_Texte d'origine_

6. Pour rejeter la demande en paiement formée par la société Internatel et la condamner à payer à M. [P] la somme de 4 000 euros à titre de dommages et intérêts, l'arrêt retient que si la société Internatel avait proposé à M. [P] de bloquer les numéros appelés frauduleusement, cela aurait permis de faire cesser l'usage et de limiter le montant des factures. Il en déduit que M. [P] a donc subi une perte de chance de ne pas payer les appels frauduleux vers les numéros spéciaux, que les montants litigieux facturés sont pour la facture du 3 juillet 2019 de 124,05 euros correspondant à 2 330 appels vers des numéros spéciaux et, pour la facture du 2 août 2019 de 987,81 euros correspondant à 18 244 appels vers des numéros spéciaux, que néanmoins parmi ces numéros spéciaux, certains ont été passés sans fraude et étaient utiles à la pharmacie, de sorte que le préjudice et la perte de chance doivent être estimés à la seule somme forfaitaire de 600 euros. Il ajoute que M. [P] n'aurait pas résilié le contrat s'il avait été mis fin au piratage et que le coût de la résiliation s'est élevé à 3 402 euros selon la facture du 27 août 2019, que le préjudice de M. [P] s'élève donc à la somme de 4 000 euros que la société Internatel sera condamnée à lui payer.
7. En statuant ainsi, alors qu'elle avait accueilli la prétention principale de M. [P] tendant au rejet de la demande en paiement formée par la société Internatel et que, dans ses conclusions, M. [P] ne demandait qu'à titre subsidiaire la condamnation de la société Internatel au paiement de dommages et intérêts, la cour d'appel, qui a modifié l'objet du litige et statué au-delà de ce qui était demandé, a violé les textes susvisés.

_Données affichées_
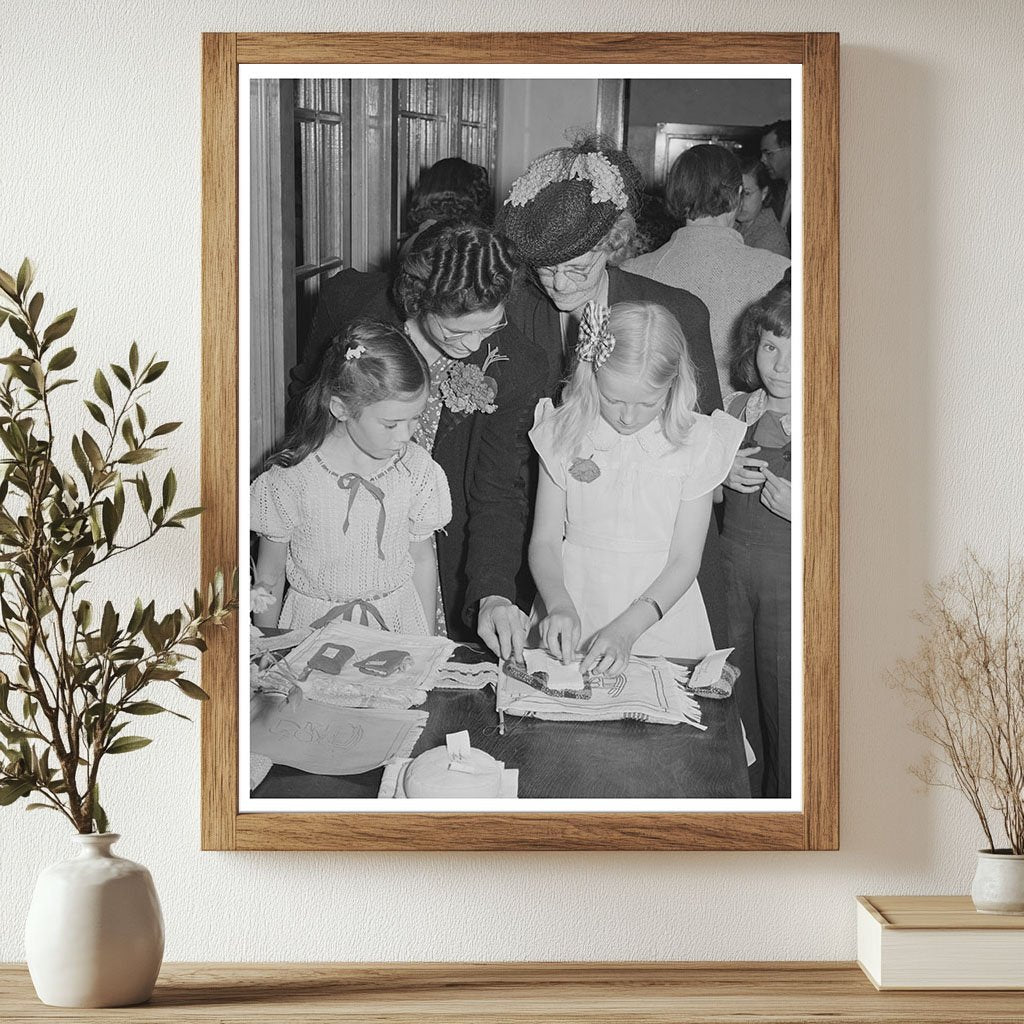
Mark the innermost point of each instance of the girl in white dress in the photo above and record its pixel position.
(347, 511)
(625, 496)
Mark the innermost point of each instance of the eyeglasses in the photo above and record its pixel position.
(577, 273)
(483, 332)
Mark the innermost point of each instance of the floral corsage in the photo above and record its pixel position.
(467, 388)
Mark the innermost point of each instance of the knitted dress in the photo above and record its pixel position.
(348, 537)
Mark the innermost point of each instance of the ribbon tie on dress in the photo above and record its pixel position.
(757, 406)
(351, 482)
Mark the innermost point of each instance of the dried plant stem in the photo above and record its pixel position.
(968, 681)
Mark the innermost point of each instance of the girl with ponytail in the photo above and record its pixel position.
(347, 509)
(629, 470)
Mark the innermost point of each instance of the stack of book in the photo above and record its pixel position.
(938, 942)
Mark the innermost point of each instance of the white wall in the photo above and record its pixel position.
(100, 183)
(536, 115)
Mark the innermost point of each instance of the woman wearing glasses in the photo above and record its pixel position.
(572, 218)
(449, 296)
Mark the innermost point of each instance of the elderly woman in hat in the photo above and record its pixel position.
(571, 217)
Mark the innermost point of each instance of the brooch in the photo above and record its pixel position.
(584, 470)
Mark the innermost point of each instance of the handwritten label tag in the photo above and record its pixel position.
(459, 747)
(709, 670)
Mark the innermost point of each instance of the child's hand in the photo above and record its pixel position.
(776, 496)
(609, 651)
(560, 634)
(747, 473)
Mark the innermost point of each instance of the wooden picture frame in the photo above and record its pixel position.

_Consigne_
Reprenez l'arrêt sur le litige entre M. [P] et la société Internatel juste après sa dernière phrase, et écrivez la suite. Vous n'avez pas besoin des données pour faire ce travail.

_Réponse_
PAR CES MOTIFS, et sans qu'il y ait lieu de statuer sur les autres griefs, la Cour :
CASSE ET ANNULE, en toutes ses dispositions, l'arrêt rendu le 21 mars 2022, entre les parties, par la cour d'appel de Limoges ;
Remet l'affaire et les parties dans l'état où elles se trouvaient avant cet arrêt et les renvoie devant la cour d'appel de Poitiers ;
Condamne M. [P] aux dépens ;
En application de l'article 700 du code de procédure civile, rejette les demandes ;
Dit que sur les diligences du procureur général près la Cour de cassation, le présent arrêt sera transmis pour être transcrit en marge ou à la suite de l'arrêt cassé ;
Ainsi fait et jugé par la Cour de cassation, chambre commerciale, financière et économique, et prononcé par le président en son audience publique du vingt-deux novembre deux mille vingt-trois.